** STATED GOAL **
Count the lines in the listing below that contain the word "orange". Give only the number.

[Entries for pointing and labeling]
○ ○ ○ ○ ○ ○ ○
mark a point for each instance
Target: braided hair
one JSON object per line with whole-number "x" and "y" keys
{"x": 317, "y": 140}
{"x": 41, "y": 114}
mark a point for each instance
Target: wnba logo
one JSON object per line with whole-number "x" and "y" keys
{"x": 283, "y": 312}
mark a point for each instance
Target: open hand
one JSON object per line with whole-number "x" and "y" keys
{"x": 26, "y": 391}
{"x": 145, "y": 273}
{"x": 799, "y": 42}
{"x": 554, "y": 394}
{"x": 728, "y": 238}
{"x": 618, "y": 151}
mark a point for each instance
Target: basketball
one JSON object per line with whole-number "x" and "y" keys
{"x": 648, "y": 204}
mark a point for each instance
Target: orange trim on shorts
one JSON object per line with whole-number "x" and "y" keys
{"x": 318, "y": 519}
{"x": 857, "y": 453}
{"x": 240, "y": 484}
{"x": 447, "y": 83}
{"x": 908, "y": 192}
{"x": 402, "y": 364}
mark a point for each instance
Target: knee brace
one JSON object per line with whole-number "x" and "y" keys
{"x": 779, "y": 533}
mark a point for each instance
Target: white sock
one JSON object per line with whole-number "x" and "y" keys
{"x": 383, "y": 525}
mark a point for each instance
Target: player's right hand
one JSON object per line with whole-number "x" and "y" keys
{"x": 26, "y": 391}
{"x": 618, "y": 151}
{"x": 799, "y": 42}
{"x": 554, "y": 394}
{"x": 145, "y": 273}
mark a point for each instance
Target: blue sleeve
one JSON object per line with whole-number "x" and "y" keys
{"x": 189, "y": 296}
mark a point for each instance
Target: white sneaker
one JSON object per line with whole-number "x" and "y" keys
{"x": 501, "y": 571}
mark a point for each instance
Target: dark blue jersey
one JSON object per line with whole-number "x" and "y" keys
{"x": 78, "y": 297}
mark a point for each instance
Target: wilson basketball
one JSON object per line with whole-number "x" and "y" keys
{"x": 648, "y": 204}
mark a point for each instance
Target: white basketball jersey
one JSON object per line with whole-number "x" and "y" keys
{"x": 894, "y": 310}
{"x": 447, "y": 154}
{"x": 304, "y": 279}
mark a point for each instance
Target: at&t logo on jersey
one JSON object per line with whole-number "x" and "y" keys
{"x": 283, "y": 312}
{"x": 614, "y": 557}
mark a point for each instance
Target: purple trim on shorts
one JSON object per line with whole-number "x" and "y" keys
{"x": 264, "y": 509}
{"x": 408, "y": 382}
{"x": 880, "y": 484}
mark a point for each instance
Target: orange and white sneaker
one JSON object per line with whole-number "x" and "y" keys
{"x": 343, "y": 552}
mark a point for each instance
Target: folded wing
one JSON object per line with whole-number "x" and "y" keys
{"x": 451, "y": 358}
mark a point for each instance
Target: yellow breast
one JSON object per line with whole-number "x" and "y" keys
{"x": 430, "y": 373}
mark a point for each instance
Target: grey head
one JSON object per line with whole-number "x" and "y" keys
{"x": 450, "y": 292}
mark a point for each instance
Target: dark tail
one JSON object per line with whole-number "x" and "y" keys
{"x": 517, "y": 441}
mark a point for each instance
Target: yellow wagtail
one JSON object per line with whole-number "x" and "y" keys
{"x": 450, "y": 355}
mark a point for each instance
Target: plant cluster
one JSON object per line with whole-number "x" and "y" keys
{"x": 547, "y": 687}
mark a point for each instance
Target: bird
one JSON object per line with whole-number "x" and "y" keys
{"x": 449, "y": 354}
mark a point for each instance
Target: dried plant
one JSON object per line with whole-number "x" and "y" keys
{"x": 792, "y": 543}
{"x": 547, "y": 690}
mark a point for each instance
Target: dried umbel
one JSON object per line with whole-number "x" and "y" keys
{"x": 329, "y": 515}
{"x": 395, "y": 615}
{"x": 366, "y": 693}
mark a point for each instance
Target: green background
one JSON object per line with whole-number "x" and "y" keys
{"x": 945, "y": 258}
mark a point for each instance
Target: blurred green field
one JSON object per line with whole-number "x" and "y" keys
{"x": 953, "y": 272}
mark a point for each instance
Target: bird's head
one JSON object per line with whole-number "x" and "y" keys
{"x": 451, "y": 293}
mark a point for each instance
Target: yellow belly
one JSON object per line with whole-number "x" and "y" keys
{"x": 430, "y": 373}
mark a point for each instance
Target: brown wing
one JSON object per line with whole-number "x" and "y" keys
○ ○ ○ ○ ○ ○ ○
** RESULT **
2